EXERCISE TASK A
Pull out every line of the records that contains the word "building", matching its case exactly.

DOCUMENT SEGMENT

Statement on Transgender Day of Remembrance 2019

Earlier this year, someone was convicted in Glasgow Sheriff Court of sending me threatening and abusive messages. The offence was found to be aggravated by prejudice related to both sexual orientation and transgender identity. Someone had threatened my life, and my own association and support for trans people was one of the reasons for the prejudice and one of the reasons that the court and the police took the offence as seriously as they did.

Whilst it was unpleasant having to deal with that incident, I’m well aware that it was the one time in my life when I’ve seriously suffered myself from prejudice against people with a trans identity. Those who are trans have to deal with this prejudice every day as they make their way through life. Such prejudice seems to have become more vocal and confident recently.

My own limited and partial experience of dealing with this is one factor in why I am prepared to stand alongside those who mark today as the Transgender Day of Remembrance. Violence and prejudice against people is wrong. Trans people are simply people. Prejudice and violence against trans people is simply wrong.

EXERCISE TASK B
Quote the whole Transgender Day of Remembrance statement word for word.

DATA FOR PROCESSING
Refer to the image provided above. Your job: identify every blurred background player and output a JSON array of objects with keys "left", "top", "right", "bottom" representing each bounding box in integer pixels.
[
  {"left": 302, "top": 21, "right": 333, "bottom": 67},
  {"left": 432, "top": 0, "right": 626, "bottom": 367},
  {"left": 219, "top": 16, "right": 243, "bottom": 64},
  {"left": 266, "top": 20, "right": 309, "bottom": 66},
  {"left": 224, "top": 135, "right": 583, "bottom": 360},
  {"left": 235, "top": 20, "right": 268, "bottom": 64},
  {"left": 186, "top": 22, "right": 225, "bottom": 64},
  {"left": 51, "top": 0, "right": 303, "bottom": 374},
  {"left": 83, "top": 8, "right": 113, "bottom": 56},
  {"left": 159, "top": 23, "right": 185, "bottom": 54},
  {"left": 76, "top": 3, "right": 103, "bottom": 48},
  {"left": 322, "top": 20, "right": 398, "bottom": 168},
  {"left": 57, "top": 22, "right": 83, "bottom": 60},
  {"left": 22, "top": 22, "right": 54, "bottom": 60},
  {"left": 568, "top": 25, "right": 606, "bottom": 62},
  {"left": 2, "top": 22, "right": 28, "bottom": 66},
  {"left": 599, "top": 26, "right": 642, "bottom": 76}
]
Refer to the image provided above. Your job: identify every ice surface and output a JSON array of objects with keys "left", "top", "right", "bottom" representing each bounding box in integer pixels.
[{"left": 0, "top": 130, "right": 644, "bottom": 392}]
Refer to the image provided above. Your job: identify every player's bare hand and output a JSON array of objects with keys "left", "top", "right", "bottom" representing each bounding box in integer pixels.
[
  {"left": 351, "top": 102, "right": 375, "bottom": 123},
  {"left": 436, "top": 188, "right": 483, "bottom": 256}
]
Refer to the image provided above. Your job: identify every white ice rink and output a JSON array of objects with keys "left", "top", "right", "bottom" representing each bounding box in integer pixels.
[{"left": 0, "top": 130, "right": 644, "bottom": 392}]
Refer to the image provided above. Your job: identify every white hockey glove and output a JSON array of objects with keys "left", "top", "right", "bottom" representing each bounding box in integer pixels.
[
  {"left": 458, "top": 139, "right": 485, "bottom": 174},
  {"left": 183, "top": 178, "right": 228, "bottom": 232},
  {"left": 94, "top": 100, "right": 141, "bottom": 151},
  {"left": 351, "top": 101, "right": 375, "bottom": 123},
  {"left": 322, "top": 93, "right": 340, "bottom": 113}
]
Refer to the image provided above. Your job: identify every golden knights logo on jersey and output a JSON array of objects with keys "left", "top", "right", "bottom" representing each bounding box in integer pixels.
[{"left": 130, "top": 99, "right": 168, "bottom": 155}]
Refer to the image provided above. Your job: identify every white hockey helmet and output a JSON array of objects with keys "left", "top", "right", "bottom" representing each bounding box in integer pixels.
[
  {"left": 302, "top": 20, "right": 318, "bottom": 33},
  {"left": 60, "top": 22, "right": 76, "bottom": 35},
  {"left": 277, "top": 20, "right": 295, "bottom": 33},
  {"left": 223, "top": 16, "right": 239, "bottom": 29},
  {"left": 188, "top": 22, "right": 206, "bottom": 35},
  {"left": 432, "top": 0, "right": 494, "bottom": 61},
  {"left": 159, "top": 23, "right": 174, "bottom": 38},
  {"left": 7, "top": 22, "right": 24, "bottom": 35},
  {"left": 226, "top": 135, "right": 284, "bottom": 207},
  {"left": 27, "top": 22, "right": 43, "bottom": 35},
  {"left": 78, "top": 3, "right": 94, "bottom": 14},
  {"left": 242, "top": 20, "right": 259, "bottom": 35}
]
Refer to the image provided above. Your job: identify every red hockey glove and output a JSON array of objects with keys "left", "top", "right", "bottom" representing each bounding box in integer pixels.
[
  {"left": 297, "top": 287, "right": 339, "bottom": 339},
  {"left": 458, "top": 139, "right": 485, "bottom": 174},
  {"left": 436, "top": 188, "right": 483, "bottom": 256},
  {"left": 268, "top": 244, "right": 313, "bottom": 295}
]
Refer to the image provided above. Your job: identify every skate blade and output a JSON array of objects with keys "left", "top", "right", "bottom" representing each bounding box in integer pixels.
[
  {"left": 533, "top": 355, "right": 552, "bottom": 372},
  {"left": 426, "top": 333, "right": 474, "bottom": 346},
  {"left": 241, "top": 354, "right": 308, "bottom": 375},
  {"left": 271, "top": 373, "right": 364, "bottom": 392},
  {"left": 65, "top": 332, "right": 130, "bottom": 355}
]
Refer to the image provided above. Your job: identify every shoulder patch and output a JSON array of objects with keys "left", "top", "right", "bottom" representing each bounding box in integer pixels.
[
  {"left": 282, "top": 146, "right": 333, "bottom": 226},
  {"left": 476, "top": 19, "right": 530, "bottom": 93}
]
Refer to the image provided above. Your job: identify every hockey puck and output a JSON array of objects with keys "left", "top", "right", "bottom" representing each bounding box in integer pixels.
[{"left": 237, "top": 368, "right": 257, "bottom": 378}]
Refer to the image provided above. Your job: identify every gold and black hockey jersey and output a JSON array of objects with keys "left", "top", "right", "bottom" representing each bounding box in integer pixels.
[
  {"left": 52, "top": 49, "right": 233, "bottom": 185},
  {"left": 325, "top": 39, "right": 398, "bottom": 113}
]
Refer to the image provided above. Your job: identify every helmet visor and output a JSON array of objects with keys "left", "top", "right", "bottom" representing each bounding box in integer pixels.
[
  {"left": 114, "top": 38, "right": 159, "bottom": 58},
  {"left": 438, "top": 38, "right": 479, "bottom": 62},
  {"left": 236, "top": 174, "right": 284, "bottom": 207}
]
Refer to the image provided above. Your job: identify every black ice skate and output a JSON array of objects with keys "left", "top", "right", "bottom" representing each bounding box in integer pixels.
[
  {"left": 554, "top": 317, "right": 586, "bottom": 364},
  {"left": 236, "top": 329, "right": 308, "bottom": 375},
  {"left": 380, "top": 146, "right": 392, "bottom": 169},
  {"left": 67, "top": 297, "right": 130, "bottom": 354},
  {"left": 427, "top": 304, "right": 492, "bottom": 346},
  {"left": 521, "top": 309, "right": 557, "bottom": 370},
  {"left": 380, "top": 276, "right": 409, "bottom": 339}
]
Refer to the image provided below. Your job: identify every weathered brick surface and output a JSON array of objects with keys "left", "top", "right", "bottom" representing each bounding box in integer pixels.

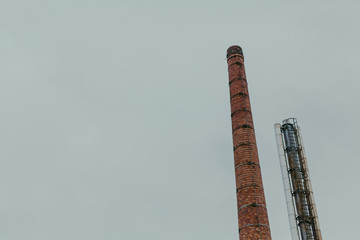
[{"left": 227, "top": 46, "right": 271, "bottom": 240}]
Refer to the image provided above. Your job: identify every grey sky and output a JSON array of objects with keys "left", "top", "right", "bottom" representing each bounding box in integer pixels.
[{"left": 0, "top": 0, "right": 360, "bottom": 240}]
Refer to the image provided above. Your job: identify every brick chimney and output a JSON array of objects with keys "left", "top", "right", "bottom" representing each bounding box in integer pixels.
[{"left": 227, "top": 46, "right": 271, "bottom": 240}]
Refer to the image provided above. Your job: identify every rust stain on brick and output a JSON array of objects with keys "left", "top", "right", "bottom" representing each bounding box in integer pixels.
[{"left": 227, "top": 46, "right": 271, "bottom": 240}]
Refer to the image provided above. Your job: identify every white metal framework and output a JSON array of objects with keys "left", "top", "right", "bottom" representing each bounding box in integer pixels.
[{"left": 274, "top": 118, "right": 322, "bottom": 240}]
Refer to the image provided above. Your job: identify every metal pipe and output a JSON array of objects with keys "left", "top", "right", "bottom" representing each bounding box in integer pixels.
[{"left": 274, "top": 123, "right": 300, "bottom": 240}]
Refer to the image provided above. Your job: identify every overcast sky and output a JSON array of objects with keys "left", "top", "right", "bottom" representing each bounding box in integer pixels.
[{"left": 0, "top": 0, "right": 360, "bottom": 240}]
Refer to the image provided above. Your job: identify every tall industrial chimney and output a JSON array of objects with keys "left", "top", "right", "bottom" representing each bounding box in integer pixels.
[{"left": 227, "top": 46, "right": 271, "bottom": 240}]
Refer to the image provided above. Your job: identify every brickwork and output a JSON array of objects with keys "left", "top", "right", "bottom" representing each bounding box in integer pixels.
[{"left": 227, "top": 46, "right": 271, "bottom": 240}]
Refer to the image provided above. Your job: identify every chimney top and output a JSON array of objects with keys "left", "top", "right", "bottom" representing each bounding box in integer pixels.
[{"left": 226, "top": 45, "right": 244, "bottom": 58}]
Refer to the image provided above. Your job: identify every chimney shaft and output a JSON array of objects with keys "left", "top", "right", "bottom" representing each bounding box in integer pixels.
[{"left": 227, "top": 46, "right": 271, "bottom": 240}]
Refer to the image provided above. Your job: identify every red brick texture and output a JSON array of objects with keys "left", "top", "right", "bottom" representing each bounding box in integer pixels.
[{"left": 227, "top": 46, "right": 271, "bottom": 240}]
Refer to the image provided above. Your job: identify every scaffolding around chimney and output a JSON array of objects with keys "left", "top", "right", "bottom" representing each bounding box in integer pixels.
[{"left": 274, "top": 118, "right": 322, "bottom": 240}]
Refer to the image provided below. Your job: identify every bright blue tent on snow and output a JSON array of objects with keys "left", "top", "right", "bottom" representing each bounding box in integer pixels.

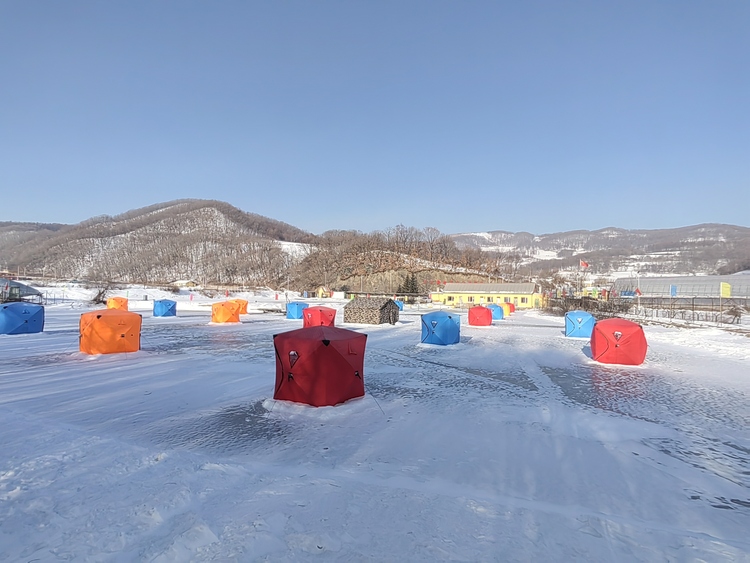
[
  {"left": 565, "top": 311, "right": 596, "bottom": 338},
  {"left": 487, "top": 303, "right": 505, "bottom": 321},
  {"left": 286, "top": 301, "right": 308, "bottom": 319},
  {"left": 0, "top": 301, "right": 44, "bottom": 334},
  {"left": 422, "top": 311, "right": 461, "bottom": 346},
  {"left": 154, "top": 299, "right": 177, "bottom": 317}
]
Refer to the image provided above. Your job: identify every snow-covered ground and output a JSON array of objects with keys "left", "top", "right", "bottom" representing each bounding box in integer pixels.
[{"left": 0, "top": 288, "right": 750, "bottom": 562}]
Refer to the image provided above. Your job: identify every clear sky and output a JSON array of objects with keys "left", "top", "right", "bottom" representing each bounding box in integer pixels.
[{"left": 0, "top": 0, "right": 750, "bottom": 234}]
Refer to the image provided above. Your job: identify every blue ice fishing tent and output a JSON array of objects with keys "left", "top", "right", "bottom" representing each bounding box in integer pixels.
[
  {"left": 565, "top": 311, "right": 596, "bottom": 338},
  {"left": 286, "top": 301, "right": 307, "bottom": 319},
  {"left": 487, "top": 303, "right": 505, "bottom": 321},
  {"left": 154, "top": 299, "right": 177, "bottom": 317},
  {"left": 0, "top": 301, "right": 44, "bottom": 334},
  {"left": 422, "top": 311, "right": 461, "bottom": 346}
]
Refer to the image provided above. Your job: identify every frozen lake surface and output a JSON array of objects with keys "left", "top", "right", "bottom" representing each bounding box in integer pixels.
[{"left": 0, "top": 294, "right": 750, "bottom": 561}]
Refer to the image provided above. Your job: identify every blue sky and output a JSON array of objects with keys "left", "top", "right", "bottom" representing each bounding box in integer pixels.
[{"left": 0, "top": 0, "right": 750, "bottom": 234}]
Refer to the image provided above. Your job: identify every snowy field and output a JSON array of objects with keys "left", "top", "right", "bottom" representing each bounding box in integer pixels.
[{"left": 0, "top": 289, "right": 750, "bottom": 562}]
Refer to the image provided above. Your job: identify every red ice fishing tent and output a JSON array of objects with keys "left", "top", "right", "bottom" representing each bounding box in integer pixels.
[
  {"left": 107, "top": 297, "right": 128, "bottom": 311},
  {"left": 302, "top": 307, "right": 336, "bottom": 328},
  {"left": 469, "top": 305, "right": 492, "bottom": 326},
  {"left": 273, "top": 326, "right": 367, "bottom": 407},
  {"left": 79, "top": 309, "right": 142, "bottom": 354},
  {"left": 591, "top": 318, "right": 648, "bottom": 366},
  {"left": 211, "top": 301, "right": 240, "bottom": 323}
]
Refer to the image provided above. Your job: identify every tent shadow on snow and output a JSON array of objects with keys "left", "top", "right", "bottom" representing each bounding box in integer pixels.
[
  {"left": 146, "top": 397, "right": 387, "bottom": 455},
  {"left": 150, "top": 400, "right": 300, "bottom": 453}
]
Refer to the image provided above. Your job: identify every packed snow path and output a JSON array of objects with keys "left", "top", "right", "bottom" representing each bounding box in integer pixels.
[{"left": 0, "top": 306, "right": 750, "bottom": 561}]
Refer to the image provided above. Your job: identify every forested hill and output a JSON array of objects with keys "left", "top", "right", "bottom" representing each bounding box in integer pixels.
[{"left": 0, "top": 200, "right": 315, "bottom": 283}]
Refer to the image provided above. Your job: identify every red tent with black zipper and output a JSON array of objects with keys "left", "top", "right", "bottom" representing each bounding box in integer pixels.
[
  {"left": 273, "top": 324, "right": 367, "bottom": 407},
  {"left": 591, "top": 318, "right": 648, "bottom": 366}
]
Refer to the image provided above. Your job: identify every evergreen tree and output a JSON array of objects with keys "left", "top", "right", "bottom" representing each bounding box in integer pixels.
[{"left": 404, "top": 272, "right": 419, "bottom": 293}]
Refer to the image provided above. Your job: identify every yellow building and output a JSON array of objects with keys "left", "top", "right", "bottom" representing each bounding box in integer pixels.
[{"left": 431, "top": 282, "right": 542, "bottom": 309}]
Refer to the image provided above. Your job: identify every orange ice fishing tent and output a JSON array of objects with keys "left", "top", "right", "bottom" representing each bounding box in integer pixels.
[
  {"left": 107, "top": 297, "right": 128, "bottom": 311},
  {"left": 469, "top": 305, "right": 492, "bottom": 326},
  {"left": 211, "top": 301, "right": 240, "bottom": 323},
  {"left": 79, "top": 309, "right": 142, "bottom": 354},
  {"left": 302, "top": 307, "right": 336, "bottom": 328},
  {"left": 230, "top": 299, "right": 247, "bottom": 315}
]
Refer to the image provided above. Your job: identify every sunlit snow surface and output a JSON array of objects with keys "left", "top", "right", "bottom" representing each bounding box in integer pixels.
[{"left": 0, "top": 302, "right": 750, "bottom": 562}]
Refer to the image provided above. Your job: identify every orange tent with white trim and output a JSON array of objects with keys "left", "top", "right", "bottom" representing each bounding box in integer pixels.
[
  {"left": 79, "top": 309, "right": 143, "bottom": 354},
  {"left": 230, "top": 299, "right": 247, "bottom": 315},
  {"left": 211, "top": 301, "right": 240, "bottom": 323}
]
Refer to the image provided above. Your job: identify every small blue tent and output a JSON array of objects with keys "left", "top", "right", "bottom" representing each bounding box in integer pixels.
[
  {"left": 0, "top": 301, "right": 44, "bottom": 334},
  {"left": 422, "top": 311, "right": 461, "bottom": 346},
  {"left": 154, "top": 299, "right": 177, "bottom": 317},
  {"left": 565, "top": 311, "right": 596, "bottom": 338},
  {"left": 487, "top": 303, "right": 505, "bottom": 321},
  {"left": 286, "top": 301, "right": 307, "bottom": 319}
]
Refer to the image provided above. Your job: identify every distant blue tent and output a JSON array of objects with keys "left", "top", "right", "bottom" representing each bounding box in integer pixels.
[
  {"left": 487, "top": 303, "right": 505, "bottom": 321},
  {"left": 422, "top": 311, "right": 461, "bottom": 346},
  {"left": 565, "top": 311, "right": 596, "bottom": 338},
  {"left": 154, "top": 299, "right": 177, "bottom": 317},
  {"left": 286, "top": 301, "right": 308, "bottom": 319},
  {"left": 0, "top": 301, "right": 44, "bottom": 334}
]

TASK RESULT A
Refer to the image provided above. Your job: identify every yellow building and output a JSON array of objects with keys "left", "top", "right", "bottom" representing each bounding box in integer pixels.

TASK RESULT B
Statement on Transgender Day of Remembrance 2019

Earlier this year, someone was convicted in Glasgow Sheriff Court of sending me threatening and abusive messages. The offence was found to be aggravated by prejudice related to both sexual orientation and transgender identity. Someone had threatened my life, and my own association and support for trans people was one of the reasons for the prejudice and one of the reasons that the court and the police took the offence as seriously as they did.

Whilst it was unpleasant having to deal with that incident, I’m well aware that it was the one time in my life when I’ve seriously suffered myself from prejudice against people with a trans identity. Those who are trans have to deal with this prejudice every day as they make their way through life. Such prejudice seems to have become more vocal and confident recently.

My own limited and partial experience of dealing with this is one factor in why I am prepared to stand alongside those who mark today as the Transgender Day of Remembrance. Violence and prejudice against people is wrong. Trans people are simply people. Prejudice and violence against trans people is simply wrong.